Entries
☆ ☆ ☆ ☆ ☆ ☆ ☆
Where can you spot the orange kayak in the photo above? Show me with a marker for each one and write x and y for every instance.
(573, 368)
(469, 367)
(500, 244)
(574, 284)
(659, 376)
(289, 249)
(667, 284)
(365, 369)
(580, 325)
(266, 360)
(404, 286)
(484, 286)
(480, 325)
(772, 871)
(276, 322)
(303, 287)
☆ ☆ ☆ ☆ ☆ ☆ ☆
The exercise
Reproduce every one of the rows above word for word, with no changes.

Solution
Where can you spot the orange kayak in the photo above? Show me with a marker for each one and write x and y for every instance.
(573, 368)
(469, 367)
(500, 244)
(574, 284)
(659, 376)
(289, 249)
(667, 284)
(365, 369)
(580, 325)
(266, 360)
(404, 286)
(484, 286)
(480, 325)
(772, 871)
(276, 322)
(303, 287)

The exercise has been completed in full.